**CHALLENGE A**
In the rows, from the line containing "Find the water" through the line containing "[[[0,195],[191,195],[195,154],[0,152]]]", rename "water reflection" to "reflection on the water" and keep everything else identical.

**TEXT SHOWN**
The digital elephant which never forgets

David Kelly

Social media giants have for the first time, taken up a new role known as 'deplatforming'.

Social media saw its latest storm when Alex Jones, a far-right political commentator and conspiracy theorist was effectively banned for breaking terms-of-service. Facebook, Twitter, YouTube and a host of other social media sites removed gigabytes of Jones’ content. Jones produced content that some described as hate-mongering. He is accused of inciting violence against numerous people and has had numerous court cases taken against him. However, his social execution is something different, it was not predicated on any legal reasoning.

Each company made a moral judgement to remove Jones’ content, effectively forcing him and his followers underground. Consequently, it is now harder for the public to monitor what politically right-wing minded people may think. Essentially, social media companies have taken the role as a moral arbiter.

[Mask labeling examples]
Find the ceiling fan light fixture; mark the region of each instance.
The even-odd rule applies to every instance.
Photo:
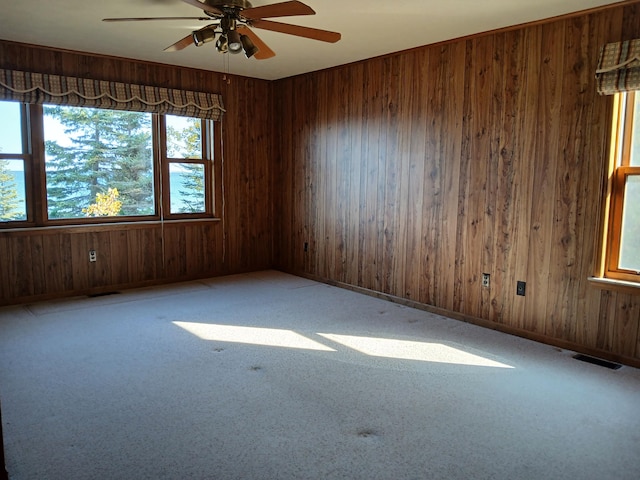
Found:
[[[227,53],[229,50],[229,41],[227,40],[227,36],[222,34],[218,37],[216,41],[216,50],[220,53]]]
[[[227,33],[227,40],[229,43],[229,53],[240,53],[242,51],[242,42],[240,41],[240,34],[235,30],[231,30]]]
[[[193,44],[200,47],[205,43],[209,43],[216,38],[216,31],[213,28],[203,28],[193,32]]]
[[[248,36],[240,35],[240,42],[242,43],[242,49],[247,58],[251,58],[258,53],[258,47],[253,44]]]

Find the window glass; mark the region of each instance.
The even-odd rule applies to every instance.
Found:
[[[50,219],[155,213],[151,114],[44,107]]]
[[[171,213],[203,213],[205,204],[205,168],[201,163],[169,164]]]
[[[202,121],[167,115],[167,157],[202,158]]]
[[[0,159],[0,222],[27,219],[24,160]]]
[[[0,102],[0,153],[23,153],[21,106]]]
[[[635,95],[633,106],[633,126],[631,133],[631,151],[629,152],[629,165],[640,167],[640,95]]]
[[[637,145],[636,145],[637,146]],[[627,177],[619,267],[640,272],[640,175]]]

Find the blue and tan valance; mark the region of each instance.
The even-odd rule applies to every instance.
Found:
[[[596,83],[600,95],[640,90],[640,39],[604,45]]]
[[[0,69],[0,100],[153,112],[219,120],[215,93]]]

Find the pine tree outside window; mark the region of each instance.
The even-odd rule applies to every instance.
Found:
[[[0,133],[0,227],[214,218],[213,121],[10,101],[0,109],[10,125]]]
* * *
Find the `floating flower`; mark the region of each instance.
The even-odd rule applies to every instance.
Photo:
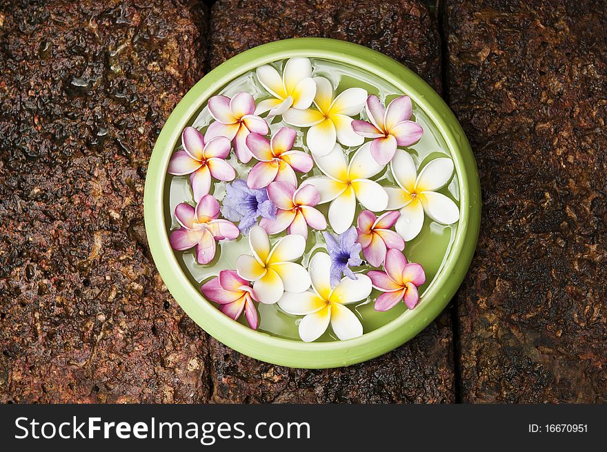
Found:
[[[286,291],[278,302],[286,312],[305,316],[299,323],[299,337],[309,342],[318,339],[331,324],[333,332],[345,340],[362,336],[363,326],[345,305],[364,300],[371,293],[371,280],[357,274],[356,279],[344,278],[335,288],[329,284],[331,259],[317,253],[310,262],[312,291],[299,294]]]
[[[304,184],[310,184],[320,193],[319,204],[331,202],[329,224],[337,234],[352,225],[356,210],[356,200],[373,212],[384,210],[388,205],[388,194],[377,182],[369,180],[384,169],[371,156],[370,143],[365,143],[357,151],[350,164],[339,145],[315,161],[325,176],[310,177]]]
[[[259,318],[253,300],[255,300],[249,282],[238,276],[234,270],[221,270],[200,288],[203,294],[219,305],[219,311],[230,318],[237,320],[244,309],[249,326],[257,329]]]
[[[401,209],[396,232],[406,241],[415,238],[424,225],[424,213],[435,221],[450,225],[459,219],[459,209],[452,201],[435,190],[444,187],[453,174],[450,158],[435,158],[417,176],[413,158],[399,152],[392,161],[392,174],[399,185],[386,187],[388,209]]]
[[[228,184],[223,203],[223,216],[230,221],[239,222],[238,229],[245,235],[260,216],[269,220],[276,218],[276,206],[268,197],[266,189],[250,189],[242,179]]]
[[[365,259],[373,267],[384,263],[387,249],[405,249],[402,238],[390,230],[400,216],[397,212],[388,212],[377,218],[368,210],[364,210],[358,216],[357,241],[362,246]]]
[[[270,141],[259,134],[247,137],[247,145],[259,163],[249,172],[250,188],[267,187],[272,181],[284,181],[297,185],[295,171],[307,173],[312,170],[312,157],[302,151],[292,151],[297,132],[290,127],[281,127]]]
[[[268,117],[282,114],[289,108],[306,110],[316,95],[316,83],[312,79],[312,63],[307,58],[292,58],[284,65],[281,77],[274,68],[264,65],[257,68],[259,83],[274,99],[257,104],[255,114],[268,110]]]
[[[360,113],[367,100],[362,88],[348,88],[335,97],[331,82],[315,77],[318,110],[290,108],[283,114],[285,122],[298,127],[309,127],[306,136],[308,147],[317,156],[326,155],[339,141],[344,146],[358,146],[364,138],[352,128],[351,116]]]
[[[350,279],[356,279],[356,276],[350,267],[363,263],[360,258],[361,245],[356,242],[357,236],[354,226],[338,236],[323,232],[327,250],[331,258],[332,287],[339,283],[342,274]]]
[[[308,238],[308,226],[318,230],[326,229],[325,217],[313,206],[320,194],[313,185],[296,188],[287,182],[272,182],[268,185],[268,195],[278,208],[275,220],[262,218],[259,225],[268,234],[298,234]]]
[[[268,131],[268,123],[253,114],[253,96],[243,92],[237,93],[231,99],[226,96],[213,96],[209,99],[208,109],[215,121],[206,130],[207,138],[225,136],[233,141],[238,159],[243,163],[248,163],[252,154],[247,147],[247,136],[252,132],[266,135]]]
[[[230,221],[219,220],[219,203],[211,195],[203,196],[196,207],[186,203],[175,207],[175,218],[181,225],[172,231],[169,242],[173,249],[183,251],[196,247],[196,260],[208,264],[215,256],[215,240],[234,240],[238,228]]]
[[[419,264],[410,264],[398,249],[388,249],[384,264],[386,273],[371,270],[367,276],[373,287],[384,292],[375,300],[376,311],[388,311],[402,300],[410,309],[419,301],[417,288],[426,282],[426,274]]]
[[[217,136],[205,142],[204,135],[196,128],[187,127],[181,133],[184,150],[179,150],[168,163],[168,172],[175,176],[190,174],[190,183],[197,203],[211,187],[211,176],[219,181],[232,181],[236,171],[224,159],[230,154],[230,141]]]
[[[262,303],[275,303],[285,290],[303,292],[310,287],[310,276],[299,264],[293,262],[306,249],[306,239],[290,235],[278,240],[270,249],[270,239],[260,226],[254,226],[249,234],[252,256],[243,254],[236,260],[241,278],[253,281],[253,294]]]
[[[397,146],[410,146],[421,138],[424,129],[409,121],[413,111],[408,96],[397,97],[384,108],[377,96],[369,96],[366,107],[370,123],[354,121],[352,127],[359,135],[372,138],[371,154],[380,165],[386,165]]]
...
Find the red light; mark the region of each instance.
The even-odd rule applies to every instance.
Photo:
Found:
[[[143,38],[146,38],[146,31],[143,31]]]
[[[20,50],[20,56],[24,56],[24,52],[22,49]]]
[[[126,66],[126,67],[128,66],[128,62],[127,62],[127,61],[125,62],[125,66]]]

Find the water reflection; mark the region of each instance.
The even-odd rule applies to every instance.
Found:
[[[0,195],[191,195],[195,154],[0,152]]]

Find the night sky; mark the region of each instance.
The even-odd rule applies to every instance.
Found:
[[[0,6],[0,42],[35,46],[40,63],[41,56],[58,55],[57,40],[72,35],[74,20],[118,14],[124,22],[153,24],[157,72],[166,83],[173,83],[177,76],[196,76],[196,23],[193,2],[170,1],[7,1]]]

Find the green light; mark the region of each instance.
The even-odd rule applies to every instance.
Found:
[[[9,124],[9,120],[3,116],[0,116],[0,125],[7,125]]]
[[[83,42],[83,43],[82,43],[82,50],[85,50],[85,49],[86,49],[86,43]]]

**CHALLENGE B**
Which social media companies does the article on deplatforming name?

**FINAL ANSWER A**
Find the reflection on the water; mark the region of each instance.
The even-odd rule applies to every instance.
Found:
[[[0,195],[191,195],[195,154],[0,152]]]

**FINAL ANSWER B**
Facebook, Twitter, YouTube